>>>>>

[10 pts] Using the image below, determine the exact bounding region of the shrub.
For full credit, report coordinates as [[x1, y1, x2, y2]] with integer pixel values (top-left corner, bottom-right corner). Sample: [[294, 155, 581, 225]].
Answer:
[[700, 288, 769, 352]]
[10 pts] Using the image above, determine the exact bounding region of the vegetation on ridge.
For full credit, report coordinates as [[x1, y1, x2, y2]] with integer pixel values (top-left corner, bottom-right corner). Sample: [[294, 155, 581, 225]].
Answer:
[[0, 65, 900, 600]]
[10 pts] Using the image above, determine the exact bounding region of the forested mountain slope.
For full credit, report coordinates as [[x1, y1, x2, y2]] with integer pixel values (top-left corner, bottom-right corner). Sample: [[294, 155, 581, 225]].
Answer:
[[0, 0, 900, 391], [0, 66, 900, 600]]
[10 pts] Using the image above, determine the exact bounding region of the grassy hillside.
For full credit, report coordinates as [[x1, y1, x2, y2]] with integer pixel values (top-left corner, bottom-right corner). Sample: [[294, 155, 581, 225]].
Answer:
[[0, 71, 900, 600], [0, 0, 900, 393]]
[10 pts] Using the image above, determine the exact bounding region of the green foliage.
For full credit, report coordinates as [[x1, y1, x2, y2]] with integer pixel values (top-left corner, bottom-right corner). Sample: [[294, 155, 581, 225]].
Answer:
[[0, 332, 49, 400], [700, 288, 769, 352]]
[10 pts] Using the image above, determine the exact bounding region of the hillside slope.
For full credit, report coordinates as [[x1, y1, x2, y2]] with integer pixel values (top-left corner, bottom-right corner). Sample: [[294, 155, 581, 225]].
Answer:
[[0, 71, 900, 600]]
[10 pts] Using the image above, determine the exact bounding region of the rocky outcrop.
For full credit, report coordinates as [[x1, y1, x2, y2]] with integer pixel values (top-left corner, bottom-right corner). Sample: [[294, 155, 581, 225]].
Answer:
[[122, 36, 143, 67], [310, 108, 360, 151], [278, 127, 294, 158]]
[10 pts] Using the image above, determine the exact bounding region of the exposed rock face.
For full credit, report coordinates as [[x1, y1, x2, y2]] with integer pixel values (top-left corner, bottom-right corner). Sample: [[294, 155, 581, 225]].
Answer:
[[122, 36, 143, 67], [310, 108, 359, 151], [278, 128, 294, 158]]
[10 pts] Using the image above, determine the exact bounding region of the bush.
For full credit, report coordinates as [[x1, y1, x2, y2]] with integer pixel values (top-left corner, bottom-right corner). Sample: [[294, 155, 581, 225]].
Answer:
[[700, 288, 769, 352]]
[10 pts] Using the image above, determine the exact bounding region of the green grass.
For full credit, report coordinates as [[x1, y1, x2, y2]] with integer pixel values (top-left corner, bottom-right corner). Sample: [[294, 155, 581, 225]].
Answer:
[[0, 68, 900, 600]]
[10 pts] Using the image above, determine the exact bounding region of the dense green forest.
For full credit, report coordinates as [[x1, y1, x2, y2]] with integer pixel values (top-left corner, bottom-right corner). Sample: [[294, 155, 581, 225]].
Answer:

<<<<<

## PROBLEM:
Lay out every one of the entries above as a numbered list, dropping any blank lines.

## ANSWER FOR THE TASK:
1. [10 pts] Using the image below, determine the exact bounding region of the shrub.
2. For full credit, report coordinates as [[x1, y1, x2, y2]] with integer pixel values (top-left corner, bottom-right corner). Sample: [[294, 155, 581, 225]].
3. Answer:
4. [[700, 288, 769, 352]]
5. [10 pts] Using the image above, determine the exact bounding region of the vegetation on ridge.
6. For full credit, report coordinates as [[x1, y1, x2, y2]] with integer pixel values (top-left corner, bottom-right corner). Sample: [[294, 155, 581, 225]].
7. Answer:
8. [[0, 65, 900, 600]]
9. [10 pts] Using the image above, determine the exact bounding region of the forested mountain slope.
10. For full credit, report coordinates as [[x1, y1, x2, y2]] with integer pixel values (top-left corner, bottom-right corner). Sample: [[294, 155, 581, 225]].
11. Answer:
12. [[0, 0, 900, 391], [0, 66, 900, 600]]
13. [10 pts] Using the image above, determine the exact bounding region of the grassy hillside.
14. For full credit, report coordinates as [[x1, y1, x2, y2]] with integer pixel values (top-left corner, bottom-right corner). Sample: [[294, 155, 581, 225]].
15. Answer:
16. [[0, 71, 900, 600], [0, 0, 900, 393]]
17. [10 pts] Using the image above, determine the exact bounding region of the green foliage.
18. For full credit, report coordinates as [[x1, y1, x2, y2]] with integer pixel values (top-left corner, bottom-right corner). Sample: [[294, 155, 581, 225]].
19. Answer:
20. [[0, 332, 49, 400], [700, 288, 769, 352]]
21. [10 pts] Using the image above, determine the exact bounding region of the hillside slope.
22. For full credit, report coordinates as [[x1, y1, x2, y2]] with integer pixel values (top-left corner, bottom-right corner). Sample: [[294, 155, 581, 225]].
23. Answer:
24. [[0, 71, 900, 600]]
25. [10 pts] Using the image above, determine the exact bounding region of the rocky outcrop.
26. For full credit, report coordinates as [[x1, y1, x2, y2]] with integer pixel values (top-left corner, bottom-right corner). Sample: [[294, 155, 581, 225]].
27. Answer:
28. [[122, 36, 143, 67], [310, 108, 360, 151], [278, 127, 294, 158]]
29. [10 pts] Using the image above, determine the exact bounding region of the exposed rock face.
30. For full credit, report coordinates as [[x1, y1, x2, y2]] with integer pixel values (top-left corner, bottom-right corner). Sample: [[294, 155, 581, 225]].
31. Answer:
32. [[122, 36, 143, 67], [310, 108, 359, 151], [278, 128, 294, 158]]
33. [10 pts] Using the image above, determine the exact bounding region of the bush.
34. For full credit, report coordinates as [[x1, y1, x2, y2]] with integer pixel values (top-left corner, bottom-right corner). Sample: [[294, 155, 581, 225]].
35. Answer:
36. [[700, 288, 769, 352]]
37. [10 pts] Using the image above, determine the exact bounding region of the green grass.
38. For full credit, report coordinates as [[x1, y1, x2, y2]] with integer pixel values (top-left corner, bottom-right corner). Sample: [[294, 155, 581, 225]].
39. Answer:
40. [[0, 68, 900, 600]]
41. [10 pts] Using the image above, determine the exact bounding region of the dense green forest.
42. For full credit, report coordinates as [[x1, y1, x2, y2]] with integer pixel values (top-left corner, bottom-right corner). Sample: [[294, 155, 581, 225]].
43. Answer:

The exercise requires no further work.